I found an article that speaks about the use of internet searches to find and correlate data from various online databases that may offer help in finding new treatments for cancer. The title of the paper is The Power of the Web in Cancer Drug Discovery and Clinical Trial Design: Research without a Laboratory? The article caught my attention, and appears to have good information for use by medical professionals. But as you probably already suspect, I have a few concerns with it.
Although it is a good idea to use the internet to find new treatments for cancer, the authors of the article give away their bias right in the title. They speak of the power of the web in cancer drug discovery. The assumption here is that the only treatment that has any chance of working is a cancer drug. Just because a substance is a drug does not mean that it is not a chemical, nor does it mean that it is prohibited from having a positive and/or curative effect on cancer. So right from the title of the article, we are to believe that the only substances that can offer help to cancer patients is a drug. This is an incredibly large bias on the part of the authors.
One of the reasons why the authors wrote the article is because of the exorbitant cost to bring a pharmaceutical drug through the rigorous FDA approval process. It requires approximately $1 billion. This is a prototypical ‘barrier of entry’ to anyone who would hope to introduce a treatment to the market as a drug. This effectively makes it impossible for someone outside of the medical establishment to bring any treatment to the market.
It also means that any treatment that is not expensive to the end consumer (i.e., the cancer patient) will not have enough profit potential to interest a pharmaceutical company. This guarantees that any cancer drug or treatment MUST be expensive enough so that the pharmaceutical company will be able to pay the $1 billion cost to pass the FDA process AND THEN generate hundreds of millions of dollars of profit thereafter. This is a tall order. Natural substances, which cannot be patented and sold exclusively for profits, do not have these market characteristics. Cheap substances that are readily available or have a low cost are not suitable to this approach either.
This is why pharmaceutical companies are not interested in anything outside of drugs, gene therapies, expensive procedures, expensive complex machines, and anything else that guarantees that they can earn large amounts of money. Any treatment that is ‘do-it-yourself’, cheap, effective, natural, non-poisonous, readily available, or non-patentable is not suitable for their purposes. The goal of the corporation is to earn profits for the owners (i.e., the shareholders). Any other considerations (despite attestations to the contrary) are strictly secondary. If you want treatments with properties above, you will have to find them yourself, or from people outside of the medical establishment.

* PROBLEMS AND TASKS:
1 - Write out everything in the commentary on cancer drug discovery from "I found an article" down to "concerns with it.", word for word.
2 - From the commentary on cancer drug discovery, list every quality it names that makes a treatment unsuitable for pharmaceutical companies' purposes.

* PROVIDED MATERIAL:
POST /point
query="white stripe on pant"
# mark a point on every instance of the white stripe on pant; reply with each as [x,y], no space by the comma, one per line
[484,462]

* ANSWERS TO EACH TASK:
1 -
I found an article that speaks about the use of internet searches to find and correlate data from various online databases that may offer help in finding new treatments for cancer. The title of the paper is The Power of the Web in Cancer Drug Discovery and Clinical Trial Design: Research without a Laboratory? The article caught my attention, and appears to have good information for use by medical professionals. But as you probably already suspect, I have a few concerns with it.

2 -
- do-it-yourself
- cheap
- effective
- natural
- non-poisonous
- readily available
- non-patentable